From the listing below, pull out every line that contains the word "plate" and copy each one. Match case exactly.
======== Listed entries
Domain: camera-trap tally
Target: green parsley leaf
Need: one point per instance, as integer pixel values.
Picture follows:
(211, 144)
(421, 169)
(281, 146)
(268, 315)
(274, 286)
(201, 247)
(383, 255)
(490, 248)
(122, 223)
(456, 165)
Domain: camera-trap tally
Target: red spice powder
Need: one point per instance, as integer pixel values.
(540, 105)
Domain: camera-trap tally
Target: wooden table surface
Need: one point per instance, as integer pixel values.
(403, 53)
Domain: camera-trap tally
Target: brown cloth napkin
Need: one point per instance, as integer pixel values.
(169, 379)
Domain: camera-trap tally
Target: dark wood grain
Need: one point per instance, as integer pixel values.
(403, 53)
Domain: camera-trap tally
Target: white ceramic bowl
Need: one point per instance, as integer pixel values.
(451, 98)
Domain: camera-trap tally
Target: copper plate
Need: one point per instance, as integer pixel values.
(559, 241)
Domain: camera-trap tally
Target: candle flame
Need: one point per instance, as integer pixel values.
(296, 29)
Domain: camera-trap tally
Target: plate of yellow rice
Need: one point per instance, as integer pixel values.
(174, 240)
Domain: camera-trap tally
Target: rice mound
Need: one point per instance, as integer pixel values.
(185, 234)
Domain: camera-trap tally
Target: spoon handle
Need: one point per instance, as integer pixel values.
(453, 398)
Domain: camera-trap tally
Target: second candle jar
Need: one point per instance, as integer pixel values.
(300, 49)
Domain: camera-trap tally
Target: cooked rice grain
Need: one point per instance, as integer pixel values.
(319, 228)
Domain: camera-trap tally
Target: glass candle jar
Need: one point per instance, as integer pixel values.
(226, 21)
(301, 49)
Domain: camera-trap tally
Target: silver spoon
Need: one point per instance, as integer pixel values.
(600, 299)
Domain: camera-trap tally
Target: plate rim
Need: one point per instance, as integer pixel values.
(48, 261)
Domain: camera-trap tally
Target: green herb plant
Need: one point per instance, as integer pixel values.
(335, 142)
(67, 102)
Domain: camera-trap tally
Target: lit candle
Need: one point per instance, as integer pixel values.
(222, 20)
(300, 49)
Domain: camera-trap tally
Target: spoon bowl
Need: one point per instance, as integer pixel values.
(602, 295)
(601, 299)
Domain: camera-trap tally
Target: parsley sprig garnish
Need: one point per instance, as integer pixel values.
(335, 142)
================
## Task output
Target: copper plate
Target: plate of yellow rice
Target: plate rim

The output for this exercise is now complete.